#### REQUIRED WORK
The data below should be transcribed in full, with no picture included.
========================================================================
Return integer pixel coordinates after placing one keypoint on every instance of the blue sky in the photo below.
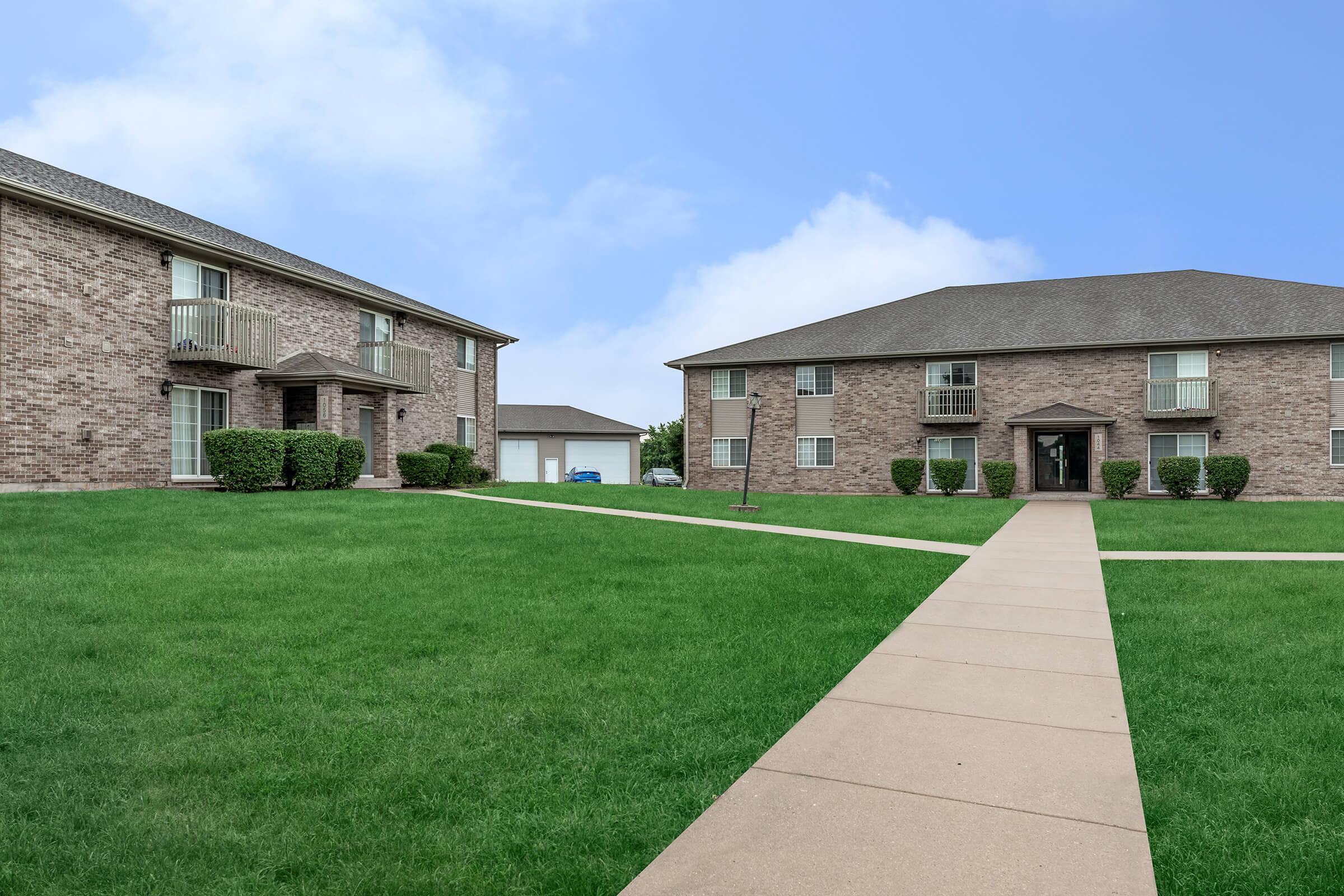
(623, 183)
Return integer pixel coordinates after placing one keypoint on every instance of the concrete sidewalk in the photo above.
(982, 749)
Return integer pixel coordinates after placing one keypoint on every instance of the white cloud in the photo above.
(223, 92)
(846, 255)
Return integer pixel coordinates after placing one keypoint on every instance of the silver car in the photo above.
(662, 476)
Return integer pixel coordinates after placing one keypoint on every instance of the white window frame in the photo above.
(467, 358)
(229, 277)
(198, 476)
(975, 468)
(727, 383)
(797, 450)
(469, 430)
(1179, 375)
(1150, 469)
(929, 367)
(812, 376)
(730, 440)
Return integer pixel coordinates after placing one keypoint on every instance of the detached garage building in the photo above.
(539, 442)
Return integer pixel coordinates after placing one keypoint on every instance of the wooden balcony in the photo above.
(401, 362)
(949, 405)
(1183, 396)
(214, 331)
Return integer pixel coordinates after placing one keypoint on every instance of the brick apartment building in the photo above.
(1054, 375)
(128, 329)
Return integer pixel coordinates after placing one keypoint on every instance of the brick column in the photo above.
(1023, 459)
(331, 403)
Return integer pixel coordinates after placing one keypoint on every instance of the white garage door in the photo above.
(609, 459)
(518, 460)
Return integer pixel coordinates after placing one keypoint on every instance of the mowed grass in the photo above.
(931, 517)
(1233, 683)
(1220, 526)
(395, 693)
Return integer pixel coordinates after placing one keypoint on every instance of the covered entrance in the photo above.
(1062, 461)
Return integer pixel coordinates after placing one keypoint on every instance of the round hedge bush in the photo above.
(245, 460)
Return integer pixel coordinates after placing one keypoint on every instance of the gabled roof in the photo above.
(1060, 413)
(557, 418)
(1164, 307)
(314, 367)
(48, 182)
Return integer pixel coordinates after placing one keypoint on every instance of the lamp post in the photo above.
(753, 403)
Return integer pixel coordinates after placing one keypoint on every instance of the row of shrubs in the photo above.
(248, 460)
(441, 465)
(1225, 474)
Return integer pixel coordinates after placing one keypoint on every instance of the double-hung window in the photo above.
(963, 446)
(729, 383)
(814, 381)
(465, 354)
(467, 432)
(200, 324)
(816, 450)
(729, 452)
(1175, 445)
(195, 412)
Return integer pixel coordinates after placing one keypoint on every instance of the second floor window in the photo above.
(951, 374)
(729, 383)
(815, 381)
(193, 280)
(465, 354)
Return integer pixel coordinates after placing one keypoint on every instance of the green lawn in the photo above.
(1234, 684)
(932, 517)
(395, 693)
(1220, 526)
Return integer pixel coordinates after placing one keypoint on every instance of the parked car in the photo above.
(662, 476)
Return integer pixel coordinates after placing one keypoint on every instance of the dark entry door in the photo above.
(1062, 461)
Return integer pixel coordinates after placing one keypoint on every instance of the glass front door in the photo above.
(1062, 461)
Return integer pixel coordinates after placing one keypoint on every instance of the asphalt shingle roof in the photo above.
(557, 418)
(25, 171)
(1081, 311)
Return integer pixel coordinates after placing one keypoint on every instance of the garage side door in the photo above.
(609, 459)
(518, 460)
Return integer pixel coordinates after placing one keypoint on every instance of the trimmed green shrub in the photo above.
(1000, 476)
(906, 473)
(245, 460)
(424, 469)
(311, 459)
(1179, 476)
(1228, 474)
(948, 473)
(350, 463)
(1120, 477)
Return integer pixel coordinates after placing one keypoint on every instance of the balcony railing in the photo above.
(401, 362)
(949, 405)
(1182, 396)
(216, 331)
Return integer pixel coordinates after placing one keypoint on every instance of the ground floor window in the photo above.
(1175, 445)
(963, 446)
(467, 432)
(195, 412)
(729, 452)
(816, 450)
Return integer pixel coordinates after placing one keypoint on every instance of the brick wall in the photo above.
(1273, 403)
(64, 277)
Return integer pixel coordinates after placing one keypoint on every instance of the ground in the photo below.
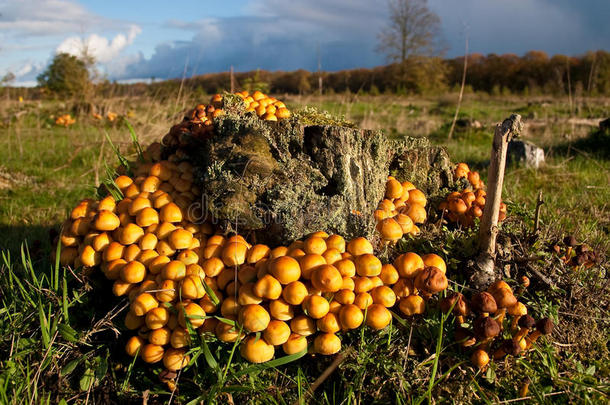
(57, 343)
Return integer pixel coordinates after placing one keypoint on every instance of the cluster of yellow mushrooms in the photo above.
(401, 210)
(265, 107)
(179, 275)
(65, 120)
(464, 207)
(499, 324)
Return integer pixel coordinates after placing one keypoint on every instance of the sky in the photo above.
(134, 40)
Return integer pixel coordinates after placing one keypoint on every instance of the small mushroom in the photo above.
(509, 347)
(459, 304)
(484, 303)
(464, 337)
(486, 328)
(525, 323)
(543, 327)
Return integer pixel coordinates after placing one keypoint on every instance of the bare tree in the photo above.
(412, 30)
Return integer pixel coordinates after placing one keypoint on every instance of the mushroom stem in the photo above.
(513, 323)
(521, 334)
(499, 316)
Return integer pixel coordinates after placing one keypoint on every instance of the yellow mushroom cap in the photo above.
(152, 353)
(296, 343)
(316, 306)
(378, 316)
(254, 317)
(180, 239)
(327, 344)
(359, 246)
(350, 316)
(106, 221)
(134, 345)
(277, 332)
(256, 350)
(383, 295)
(368, 265)
(412, 305)
(175, 359)
(170, 213)
(133, 272)
(409, 264)
(234, 254)
(268, 287)
(390, 229)
(435, 260)
(327, 278)
(285, 269)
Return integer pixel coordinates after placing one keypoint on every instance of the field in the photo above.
(58, 344)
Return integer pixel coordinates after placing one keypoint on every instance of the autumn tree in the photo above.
(412, 30)
(66, 76)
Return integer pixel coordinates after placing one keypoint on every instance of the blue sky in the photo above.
(134, 39)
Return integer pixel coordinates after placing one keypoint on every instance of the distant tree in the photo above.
(412, 30)
(7, 79)
(66, 76)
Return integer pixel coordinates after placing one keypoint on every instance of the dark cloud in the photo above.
(282, 36)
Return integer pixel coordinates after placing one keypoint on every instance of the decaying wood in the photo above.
(484, 268)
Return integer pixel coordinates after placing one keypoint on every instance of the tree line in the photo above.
(530, 74)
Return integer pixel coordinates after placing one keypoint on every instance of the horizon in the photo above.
(134, 42)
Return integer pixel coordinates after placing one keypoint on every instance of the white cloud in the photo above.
(102, 49)
(46, 17)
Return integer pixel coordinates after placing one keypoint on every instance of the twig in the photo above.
(457, 108)
(484, 265)
(329, 370)
(539, 203)
(550, 394)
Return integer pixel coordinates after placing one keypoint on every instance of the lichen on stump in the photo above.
(281, 180)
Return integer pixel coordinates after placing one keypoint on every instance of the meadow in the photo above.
(58, 341)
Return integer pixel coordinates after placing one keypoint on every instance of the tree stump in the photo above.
(279, 181)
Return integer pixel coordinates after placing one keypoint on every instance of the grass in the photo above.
(59, 342)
========================================================================
#### PROBLEM SOLUTION
Return integer pixel coordinates after placing one keypoint on every instance of the blue sky in the photo below.
(623, 183)
Return integer pixel coordinates after placing one keypoint on every instance of the concrete sidewalk in the photo above.
(982, 749)
Return integer pixel coordinates after placing one keypoint on every instance of the white cloud in the photo above.
(223, 92)
(846, 255)
Return integer pixel coordinates after placing one keypoint on every instance of the silver car in the photo above.
(662, 476)
Return integer pixel coordinates after placing one keypoint on every instance of the white window frame in the photo above.
(467, 358)
(229, 277)
(198, 476)
(975, 468)
(727, 383)
(797, 450)
(469, 430)
(1179, 375)
(1150, 469)
(929, 367)
(812, 376)
(730, 440)
Return integer pixel coordinates after placing one keypoint on every instance of the detached garage building in the photo above.
(539, 442)
Return integer pixel coordinates after placing one keypoint on every instance of the wooden balcony in the photo above.
(401, 362)
(949, 405)
(1183, 396)
(214, 331)
Return integer pixel coordinates after placing one keypoint on every instance of the brick apartment building in the photo above.
(1054, 375)
(128, 329)
Return integer pixel coordinates after placing one keypoint on every instance of the brick column in the photo above.
(1023, 459)
(331, 403)
Return integer pixel coordinates after placing one keypoint on every instance of the white garage door in the photo above.
(609, 459)
(518, 460)
Return integer pixel coordinates after placing one keypoint on every instance of the mowed grass in the photo above.
(931, 517)
(1233, 683)
(1220, 526)
(395, 693)
Return integer pixel coordinates after placing one keypoint on every instance of the covered entrance in the photo above.
(1062, 461)
Return integer pixel coordinates after placing one keypoint on every instance of the round hedge bush in the photo above.
(245, 460)
Return integer pixel coordinates after placing one keypoint on every instance of the gabled roof in the photo above.
(1060, 413)
(557, 418)
(1164, 307)
(314, 367)
(48, 182)
Return integer pixel coordinates after placing one keypoint on every instance of the lamp post in the photo above.
(753, 403)
Return integer pixel coordinates after placing one keypoint on every instance of the row of shrubs in the photo above.
(248, 460)
(441, 465)
(1225, 474)
Return integer pixel coordinates after placing one keypoint on every instance of the double-hung window in the photo above.
(963, 446)
(729, 383)
(814, 381)
(465, 354)
(467, 432)
(200, 324)
(816, 450)
(729, 452)
(1175, 445)
(195, 412)
Return integer pixel coordinates after placing one keypoint on every instance of the second floor window in the photo above.
(951, 374)
(729, 383)
(815, 381)
(193, 280)
(465, 354)
Return integer pixel coordinates after placing one keypoint on every instance of the green lawn in the photo above.
(1234, 684)
(932, 517)
(395, 693)
(1220, 526)
Return integer pixel coordinates after placing one keypoint on every instance of the parked car in the photo above.
(662, 476)
Return integer pixel coordinates after placing one keypoint on every instance of the dark entry door in the photo above.
(1062, 461)
Return integer pixel coordinates after placing one keypoint on every instance of the glass front door in the photo above.
(1062, 461)
Return integer pixel coordinates after placing one keypoint on every instance of the asphalt shingle roof in the photo above.
(557, 418)
(25, 171)
(1081, 311)
Return integer pixel coordinates after placing one keypoint on every instance of the garage side door in the photo above.
(609, 459)
(518, 460)
Return integer pixel coordinates after placing one keypoint on every instance of the trimmed green shrub in the photo above.
(1000, 476)
(906, 473)
(245, 460)
(424, 469)
(311, 459)
(1179, 476)
(1228, 474)
(948, 473)
(350, 463)
(1120, 477)
Return integer pixel coordinates after placing one keypoint on every instance of the balcony railing in the photo above.
(401, 362)
(949, 405)
(1182, 396)
(216, 331)
Return integer pixel coordinates after placing one keypoint on every instance of the ground floor window in the photo above.
(1175, 445)
(963, 446)
(467, 432)
(195, 412)
(729, 452)
(816, 450)
Return integer pixel coordinates after placing one keypoint on every instance of the brick wall in the photo above.
(1273, 403)
(64, 277)
Return integer pixel coordinates after placing one keypoint on every instance of the ground in the photo below.
(57, 343)
Return integer pixel coordinates after placing one keypoint on every instance of the cluster of yellow mushrooms in the photo above.
(401, 210)
(265, 107)
(179, 275)
(65, 120)
(464, 207)
(499, 324)
Return integer pixel coordinates after placing one keypoint on every instance of the sky in the photo above.
(134, 40)
Return integer pixel coordinates after placing one keypoint on every instance of the small mushroom in the photo above.
(509, 347)
(459, 304)
(484, 303)
(464, 337)
(486, 328)
(525, 323)
(543, 327)
Return integer pixel coordinates after placing one keypoint on every instance of the bare tree in the photo above.
(412, 30)
Return integer pixel coordinates after placing one keypoint on every instance of the mushroom stem in the photo above.
(513, 323)
(521, 334)
(499, 316)
Return integer pixel coordinates after placing one keypoint on every instance of the yellow mushroom cap in the photo above.
(152, 353)
(296, 343)
(316, 306)
(378, 316)
(254, 317)
(180, 239)
(327, 344)
(359, 246)
(350, 316)
(106, 221)
(134, 345)
(277, 332)
(256, 350)
(383, 295)
(368, 265)
(412, 305)
(175, 359)
(170, 213)
(133, 272)
(409, 264)
(234, 254)
(268, 287)
(390, 229)
(435, 260)
(327, 278)
(285, 269)
Return integer pixel coordinates after placing one keypoint on every instance of the field in the photo above.
(58, 344)
Return integer pixel coordinates after placing one keypoint on every instance of the autumn tree in the photo above.
(412, 30)
(66, 76)
Return integer pixel coordinates after placing one keypoint on every instance of the blue sky in the photo above.
(134, 39)
Return integer pixel coordinates after placing one keypoint on every instance of the distant tree in the photo above.
(412, 30)
(7, 79)
(66, 76)
Return integer pixel coordinates after placing one keypoint on every instance of the dark cloud in the photo above.
(282, 36)
Return integer pixel coordinates after placing one keypoint on every instance of the decaying wood in the photo above.
(484, 268)
Return integer pixel coordinates after placing one keypoint on every instance of the tree line in the photo above.
(530, 74)
Return integer pixel coordinates after placing one keypoint on every instance of the horizon in the photo above.
(134, 42)
Return integer pixel coordinates after placing one keypoint on every instance of the white cloud in the photo above.
(102, 49)
(46, 17)
Return integer pixel coordinates after placing one keypoint on every instance of the twig in the photo above.
(457, 108)
(484, 265)
(329, 370)
(539, 203)
(550, 394)
Return integer pixel coordinates after placing one keypoint on every instance of the lichen on stump in the photo above.
(281, 180)
Return integer pixel coordinates after placing one keypoint on every instance of the meadow in the photo above.
(58, 341)
Return integer pixel coordinates after placing one keypoint on every instance of the tree stump in the photo above.
(279, 181)
Return integer pixel coordinates after placing one keypoint on every instance of the grass in the photo above.
(59, 342)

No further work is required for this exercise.